> Brief
Locate each line in the records that contains the string "arched" and copy those lines out.

※

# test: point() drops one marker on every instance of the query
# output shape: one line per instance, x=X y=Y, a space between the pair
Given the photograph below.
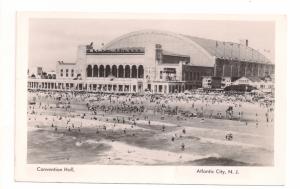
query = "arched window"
x=134 y=72
x=140 y=71
x=89 y=71
x=101 y=71
x=127 y=71
x=95 y=71
x=114 y=71
x=121 y=71
x=107 y=70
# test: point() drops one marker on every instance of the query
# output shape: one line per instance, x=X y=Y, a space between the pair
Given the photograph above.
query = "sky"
x=51 y=40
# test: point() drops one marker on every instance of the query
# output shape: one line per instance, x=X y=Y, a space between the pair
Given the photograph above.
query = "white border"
x=149 y=174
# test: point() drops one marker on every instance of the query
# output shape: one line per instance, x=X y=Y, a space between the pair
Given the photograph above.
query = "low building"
x=157 y=61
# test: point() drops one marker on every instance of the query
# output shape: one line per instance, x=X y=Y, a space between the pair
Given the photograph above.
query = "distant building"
x=265 y=84
x=157 y=61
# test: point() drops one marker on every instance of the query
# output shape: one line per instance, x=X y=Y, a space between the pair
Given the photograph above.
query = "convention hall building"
x=156 y=61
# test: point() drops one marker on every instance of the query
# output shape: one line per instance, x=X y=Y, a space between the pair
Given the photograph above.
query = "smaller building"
x=206 y=82
x=225 y=82
x=265 y=84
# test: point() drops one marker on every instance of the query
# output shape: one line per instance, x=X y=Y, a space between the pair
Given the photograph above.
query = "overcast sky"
x=51 y=40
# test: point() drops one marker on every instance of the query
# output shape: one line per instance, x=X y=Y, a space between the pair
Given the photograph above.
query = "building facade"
x=156 y=61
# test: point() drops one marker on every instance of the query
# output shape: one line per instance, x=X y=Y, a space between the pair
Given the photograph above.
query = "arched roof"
x=207 y=47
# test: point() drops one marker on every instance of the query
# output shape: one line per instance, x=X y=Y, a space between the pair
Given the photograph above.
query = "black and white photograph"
x=150 y=92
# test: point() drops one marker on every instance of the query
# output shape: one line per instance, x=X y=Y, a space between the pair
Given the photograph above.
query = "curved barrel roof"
x=202 y=51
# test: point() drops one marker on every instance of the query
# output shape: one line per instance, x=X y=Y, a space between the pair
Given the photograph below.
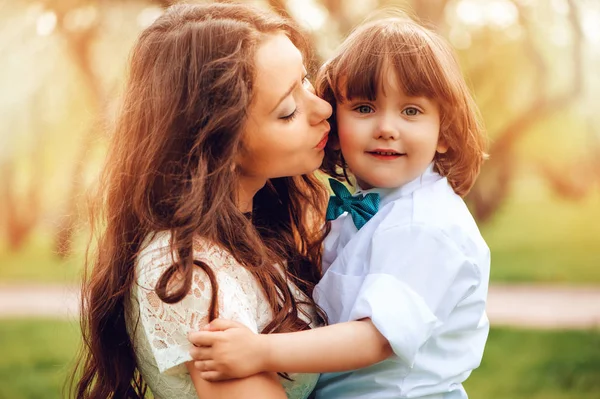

※

> Result below
query = "arched window"
query = "arched roof"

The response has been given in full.